* **Request**
All of the data should be repeated exactly; pictures are not part of the copy.

* **Supplied material**
+++
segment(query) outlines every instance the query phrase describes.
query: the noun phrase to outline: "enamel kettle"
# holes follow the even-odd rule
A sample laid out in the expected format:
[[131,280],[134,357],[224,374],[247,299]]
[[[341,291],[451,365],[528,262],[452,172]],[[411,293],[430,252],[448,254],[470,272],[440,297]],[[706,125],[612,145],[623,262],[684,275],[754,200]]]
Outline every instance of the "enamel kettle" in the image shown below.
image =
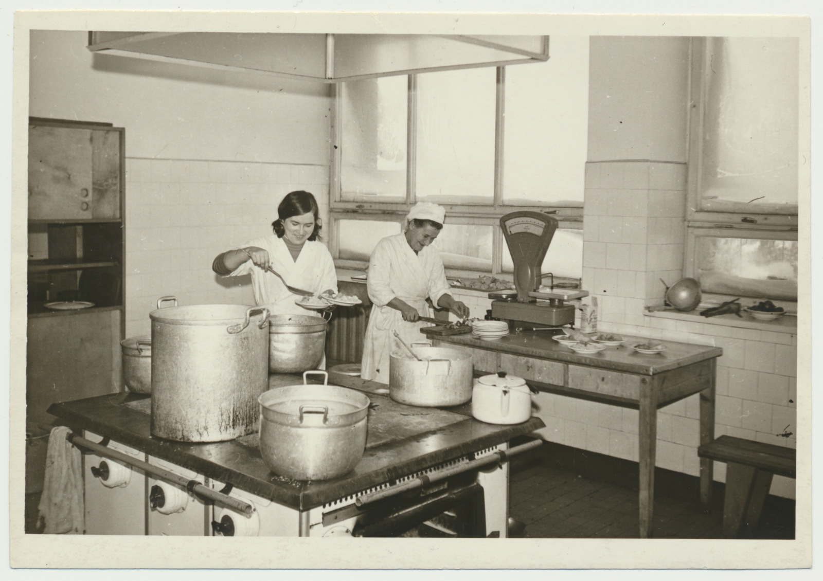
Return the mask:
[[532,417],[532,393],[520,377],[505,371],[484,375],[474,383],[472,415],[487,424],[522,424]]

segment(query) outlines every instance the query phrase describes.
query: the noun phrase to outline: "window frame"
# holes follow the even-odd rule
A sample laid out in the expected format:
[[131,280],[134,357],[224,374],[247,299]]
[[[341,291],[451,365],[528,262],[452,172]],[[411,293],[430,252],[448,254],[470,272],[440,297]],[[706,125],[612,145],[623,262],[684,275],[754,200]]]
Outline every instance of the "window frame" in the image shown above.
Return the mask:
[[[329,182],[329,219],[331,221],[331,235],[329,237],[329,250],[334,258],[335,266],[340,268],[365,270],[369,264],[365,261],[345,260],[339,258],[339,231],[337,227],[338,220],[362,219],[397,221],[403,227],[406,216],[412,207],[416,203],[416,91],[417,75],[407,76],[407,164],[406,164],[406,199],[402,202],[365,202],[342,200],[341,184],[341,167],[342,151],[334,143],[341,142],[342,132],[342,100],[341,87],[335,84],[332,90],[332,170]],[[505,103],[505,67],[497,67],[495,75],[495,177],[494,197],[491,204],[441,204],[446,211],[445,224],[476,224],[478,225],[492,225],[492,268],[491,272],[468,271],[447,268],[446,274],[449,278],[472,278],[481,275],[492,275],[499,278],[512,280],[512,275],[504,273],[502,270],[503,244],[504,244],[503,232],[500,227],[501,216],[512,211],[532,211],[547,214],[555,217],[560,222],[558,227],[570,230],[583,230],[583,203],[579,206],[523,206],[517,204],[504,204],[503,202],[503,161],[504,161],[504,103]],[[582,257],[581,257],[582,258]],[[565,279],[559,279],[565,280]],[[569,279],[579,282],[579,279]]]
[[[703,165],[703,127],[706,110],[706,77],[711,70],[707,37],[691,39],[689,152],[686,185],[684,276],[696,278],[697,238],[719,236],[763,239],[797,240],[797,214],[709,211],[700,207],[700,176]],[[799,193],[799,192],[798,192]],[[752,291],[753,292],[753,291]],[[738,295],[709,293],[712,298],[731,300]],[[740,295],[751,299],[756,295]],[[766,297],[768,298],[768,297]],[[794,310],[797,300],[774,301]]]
+++
* **Solution**
segment(query) outlines every instance the query phrase describes.
query: the noun phrase to outline: "enamel kettle"
# holes follow the even-odd rule
A sample laid out in the expected format:
[[131,280],[134,357],[224,374],[247,299]]
[[[341,291],[451,365],[528,262],[452,172]],[[411,293],[430,252],[448,254],[470,272],[440,297]],[[706,125],[612,145],[623,262],[684,275],[754,200]]]
Outline every instance of the "enamel kettle" in the image shown below.
image =
Return the mask:
[[532,417],[532,393],[520,377],[505,371],[484,375],[474,383],[472,415],[487,424],[522,424]]

segment(query) outlines every instance the query phrase describes.
query: the noun phrase to outline: "window frame"
# holes follow the even-odd rule
A sample laid out in the expected format:
[[131,280],[134,357],[224,374],[247,299]]
[[[341,291],[451,365],[528,262],[452,172]],[[411,293],[430,252],[448,254],[470,272],[440,297]],[[706,125],[612,145],[623,262],[684,275],[754,200]]]
Outline every instance of the "window frame" in the image shown above.
Return the mask:
[[[329,182],[329,219],[331,221],[331,235],[329,237],[329,250],[334,258],[335,266],[340,268],[365,270],[369,264],[365,261],[345,260],[339,258],[339,231],[337,227],[338,220],[362,219],[397,221],[403,227],[406,216],[412,207],[416,203],[416,91],[417,75],[407,76],[407,164],[406,164],[406,199],[402,202],[365,202],[342,200],[341,184],[341,167],[342,151],[334,143],[341,142],[342,132],[342,100],[341,87],[335,84],[332,90],[332,170]],[[505,103],[505,67],[497,67],[495,75],[495,177],[494,197],[491,204],[441,204],[446,211],[445,224],[476,224],[478,225],[492,225],[492,268],[491,272],[468,271],[447,268],[446,274],[449,278],[472,278],[481,275],[492,275],[499,278],[512,280],[512,275],[504,273],[502,270],[503,244],[504,244],[503,232],[500,227],[501,216],[512,211],[532,211],[547,214],[555,217],[560,222],[558,227],[570,230],[583,230],[583,203],[579,206],[523,206],[517,204],[504,204],[503,202],[503,161],[504,161],[504,103]],[[582,257],[581,257],[582,258]],[[565,279],[559,279],[565,280]],[[569,279],[579,282],[579,279]]]
[[[703,165],[703,127],[706,110],[706,77],[711,70],[707,37],[691,39],[689,152],[686,185],[684,276],[696,278],[697,238],[719,236],[763,239],[797,240],[797,214],[709,211],[700,207],[700,176]],[[799,193],[799,192],[798,192]],[[752,291],[753,292],[753,291]],[[738,295],[709,293],[712,298],[731,300]],[[740,295],[751,299],[756,295]],[[766,297],[768,298],[768,297]],[[794,310],[797,300],[774,301]]]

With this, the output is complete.